Work instruction 1
Answer these questions using the book club post about the opioid epidemic. Mark each answer with its letter.
(a) Whose permission allowed the response to be reprinted?
(b) What does the post say opioid prescriptions did over the period when rates of abuse and addiction stayed flat?
(c) How large a share of the market did Purdue Pharma have?
Work instruction 2
Decide whether each statement agrees with the book club post about the opioid epidemic. For each, answer yes or no and quote the words from the post that settle it.
(a) The reply claims the conventional story holds no truth at all.
(b) Most drug poisoning deaths involve more than one substance.
(c) The quoted passage says the book already has a detailed section on opioids.
Work instruction 3
Continue the book club post about the opioid epidemic, starting right after its last sentence.

Escaping Paternalism Book Club: Jubal Harshaw's Reaction
Blogger Jubal Harshaw sent me this response to last week’s installment of the Escaping Paternalism Book Club last week. Reprinted with his permission.
Hey Bryan,
Today you wrote:
“4. Once again, I wish the book contained a detailed section on opioids. The usual view, of course, is that Big Pharma’s lobbying prevented wise regulation from paternalistically saving hundreds of thousands of American lives. This is clearly a public choice story, but not one in the spirit of Escaping Paternalism. So is the conventional story flat wrong – or what?”
Yes, the conventional story is flat wrong. It contains some elements of truth, but is pretty implausible for several reasons. I don’t know how this threads into your posts on paternalism, but there are some important fact that get omitted from the standard narrative on the opioid epidemic. Rates of opioid abuse and addiction were flat over the relevant period (early 00s to present) when opioid prescriptions did something like quadruple. Purdue Pharma was a small share of the market, so somehow the benefits of their marketing accrued mostly to other manufacturers. Most drug poisoning deaths involve multiple substances (they aren’t simply “opioid overdoses” but drug interactions, suggesting a more complex causal story), and a substantial fraction of drug poisoning deaths have various ailments and chronic illnesses listed on the death certificate (suggesting that many of these deaths might have had multiple causes, or might not have been opioid poisonings at all).

Source data
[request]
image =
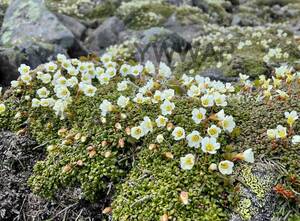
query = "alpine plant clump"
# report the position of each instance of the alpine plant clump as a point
(171, 146)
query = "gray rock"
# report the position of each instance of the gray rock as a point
(179, 2)
(30, 53)
(105, 35)
(8, 65)
(33, 35)
(217, 74)
(188, 32)
(260, 177)
(73, 24)
(201, 4)
(30, 20)
(160, 44)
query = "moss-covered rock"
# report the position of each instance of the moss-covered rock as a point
(93, 145)
(235, 50)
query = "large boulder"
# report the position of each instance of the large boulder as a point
(106, 34)
(34, 35)
(30, 20)
(160, 44)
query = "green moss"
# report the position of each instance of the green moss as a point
(220, 48)
(144, 14)
(244, 209)
(84, 151)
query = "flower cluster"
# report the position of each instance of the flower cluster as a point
(212, 94)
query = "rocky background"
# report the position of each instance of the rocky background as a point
(35, 31)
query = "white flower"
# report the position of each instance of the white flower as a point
(72, 82)
(281, 132)
(136, 70)
(247, 156)
(160, 138)
(187, 162)
(110, 64)
(62, 92)
(35, 102)
(282, 94)
(157, 97)
(72, 71)
(194, 139)
(26, 78)
(47, 102)
(226, 167)
(220, 99)
(220, 115)
(184, 197)
(104, 78)
(167, 107)
(105, 107)
(125, 69)
(14, 84)
(2, 108)
(24, 69)
(193, 91)
(137, 132)
(291, 117)
(213, 131)
(207, 100)
(45, 78)
(122, 86)
(168, 94)
(209, 145)
(43, 92)
(296, 139)
(50, 67)
(164, 70)
(178, 133)
(59, 108)
(282, 71)
(186, 79)
(105, 58)
(147, 125)
(271, 133)
(82, 67)
(149, 67)
(61, 81)
(213, 167)
(89, 90)
(198, 115)
(139, 98)
(161, 121)
(111, 72)
(99, 71)
(122, 101)
(243, 77)
(61, 57)
(228, 124)
(66, 64)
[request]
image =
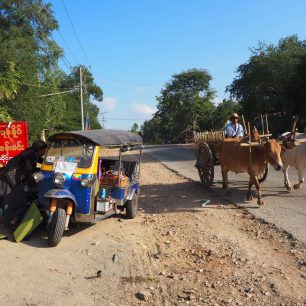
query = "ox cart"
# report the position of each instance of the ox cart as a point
(207, 156)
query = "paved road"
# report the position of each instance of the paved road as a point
(284, 209)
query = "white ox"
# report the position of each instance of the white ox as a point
(295, 157)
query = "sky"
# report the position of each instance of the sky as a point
(134, 47)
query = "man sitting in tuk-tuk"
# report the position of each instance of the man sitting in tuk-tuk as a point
(13, 180)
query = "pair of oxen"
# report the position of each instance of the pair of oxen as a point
(237, 156)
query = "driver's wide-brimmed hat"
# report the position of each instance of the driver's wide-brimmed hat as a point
(234, 115)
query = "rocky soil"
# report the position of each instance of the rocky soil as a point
(175, 252)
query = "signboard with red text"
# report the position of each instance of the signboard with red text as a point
(13, 140)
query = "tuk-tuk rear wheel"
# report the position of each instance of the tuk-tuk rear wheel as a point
(132, 207)
(57, 227)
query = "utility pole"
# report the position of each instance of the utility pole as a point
(81, 96)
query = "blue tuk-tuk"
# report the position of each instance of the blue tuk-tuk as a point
(88, 176)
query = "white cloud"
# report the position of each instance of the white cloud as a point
(143, 109)
(109, 103)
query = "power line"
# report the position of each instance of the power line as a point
(58, 93)
(129, 84)
(126, 119)
(62, 37)
(76, 33)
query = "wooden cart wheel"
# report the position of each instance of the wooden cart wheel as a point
(205, 165)
(262, 177)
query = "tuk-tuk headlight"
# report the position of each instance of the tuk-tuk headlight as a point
(86, 182)
(59, 180)
(38, 176)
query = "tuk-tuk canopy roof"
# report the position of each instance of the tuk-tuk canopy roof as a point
(105, 137)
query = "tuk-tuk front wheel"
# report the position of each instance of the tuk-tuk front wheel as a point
(57, 228)
(132, 207)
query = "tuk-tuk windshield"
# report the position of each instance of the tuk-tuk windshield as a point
(70, 150)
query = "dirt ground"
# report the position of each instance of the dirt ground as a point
(175, 252)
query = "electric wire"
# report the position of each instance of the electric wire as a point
(62, 37)
(76, 35)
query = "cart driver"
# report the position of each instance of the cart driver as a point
(233, 129)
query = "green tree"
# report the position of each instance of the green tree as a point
(222, 113)
(185, 103)
(28, 62)
(72, 114)
(269, 82)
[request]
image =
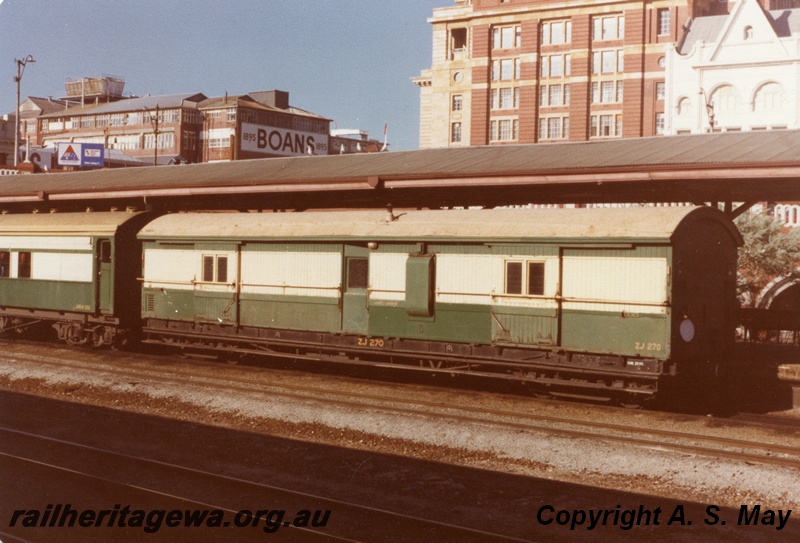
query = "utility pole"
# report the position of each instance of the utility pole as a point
(154, 124)
(20, 70)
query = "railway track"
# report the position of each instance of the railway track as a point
(748, 451)
(175, 482)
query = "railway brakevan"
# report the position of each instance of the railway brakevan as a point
(607, 303)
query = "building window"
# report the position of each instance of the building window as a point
(530, 276)
(556, 32)
(458, 42)
(606, 91)
(455, 133)
(556, 66)
(215, 269)
(505, 98)
(503, 130)
(608, 62)
(683, 106)
(608, 28)
(505, 70)
(555, 95)
(551, 128)
(769, 97)
(605, 126)
(725, 99)
(664, 22)
(506, 37)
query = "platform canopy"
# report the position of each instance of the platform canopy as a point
(721, 167)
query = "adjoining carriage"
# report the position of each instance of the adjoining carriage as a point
(590, 301)
(76, 271)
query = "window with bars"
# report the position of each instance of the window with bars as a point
(664, 20)
(215, 269)
(525, 278)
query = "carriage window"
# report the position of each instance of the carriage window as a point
(357, 273)
(208, 269)
(525, 278)
(222, 269)
(24, 265)
(536, 278)
(215, 269)
(513, 277)
(105, 251)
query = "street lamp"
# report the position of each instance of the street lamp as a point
(154, 124)
(20, 70)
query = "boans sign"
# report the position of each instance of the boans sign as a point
(282, 141)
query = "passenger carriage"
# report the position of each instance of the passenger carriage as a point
(577, 301)
(76, 271)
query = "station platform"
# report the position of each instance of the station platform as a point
(768, 375)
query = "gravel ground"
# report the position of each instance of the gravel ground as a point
(594, 462)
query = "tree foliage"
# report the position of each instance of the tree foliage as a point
(770, 250)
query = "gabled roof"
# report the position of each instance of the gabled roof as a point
(168, 101)
(784, 23)
(246, 100)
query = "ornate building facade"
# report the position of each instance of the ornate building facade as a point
(530, 71)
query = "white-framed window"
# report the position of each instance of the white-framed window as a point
(683, 106)
(664, 20)
(506, 37)
(504, 130)
(556, 66)
(505, 98)
(608, 27)
(455, 132)
(603, 92)
(609, 61)
(556, 32)
(605, 125)
(554, 95)
(768, 97)
(524, 277)
(507, 69)
(551, 128)
(660, 124)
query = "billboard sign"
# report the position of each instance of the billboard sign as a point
(272, 140)
(85, 155)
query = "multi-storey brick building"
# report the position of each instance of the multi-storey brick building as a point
(177, 128)
(527, 71)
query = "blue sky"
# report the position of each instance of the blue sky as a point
(348, 60)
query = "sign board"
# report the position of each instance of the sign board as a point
(86, 155)
(271, 140)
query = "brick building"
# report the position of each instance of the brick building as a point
(179, 128)
(527, 71)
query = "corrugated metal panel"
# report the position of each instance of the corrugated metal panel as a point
(655, 153)
(64, 223)
(655, 223)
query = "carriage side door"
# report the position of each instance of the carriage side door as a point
(105, 276)
(355, 291)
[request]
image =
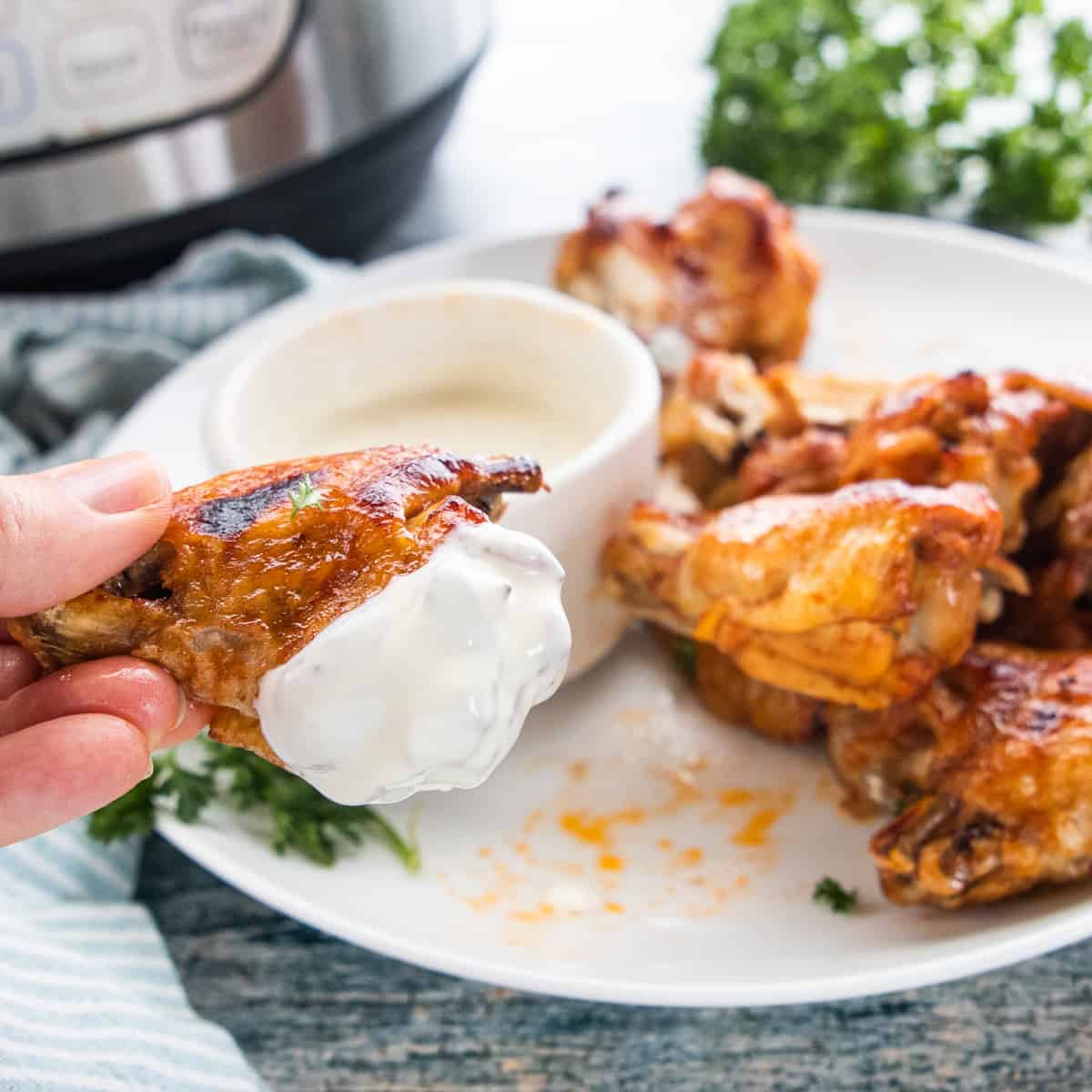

Output 1
(a) Jubal Harshaw's.
(b) They did something like quadruple.
(c) A small share.

Output 2
(a) No: "It contains some elements of truth, but is pretty implausible for several reasons."
(b) Yes: "Most drug poisoning deaths involve multiple substances"
(c) No: "I wish the book contained a detailed section on opioids."

Output 3
I have written quite a lot about this on my (pseudonymous) blog. I hope you find some of it interesting.
This one is a pretty comprehensive takedown of the standard story:
https://grokinfullness.blogspot.com/2017/09/debunking-standard-narrative-on-opioid.html
This one has some data on historic rates of abuse/addiction:
https://grokinfullness.blogspot.com/2019/07/prescription-opioid-abuse-trends-in.html
This one is an attempted take-down of a study that tells the standard narrative, blaming Purdue:
https://grokinfullness.blogspot.com/2019/12/interesting-study-on-origins-of-opioid.html
And this one is aimed at the book Dreamland:
https://grokinfullness.blogspot.com/2020/03/dreamlands-narrative-is-wrong.html
There’s a lot there, but you asked a big question.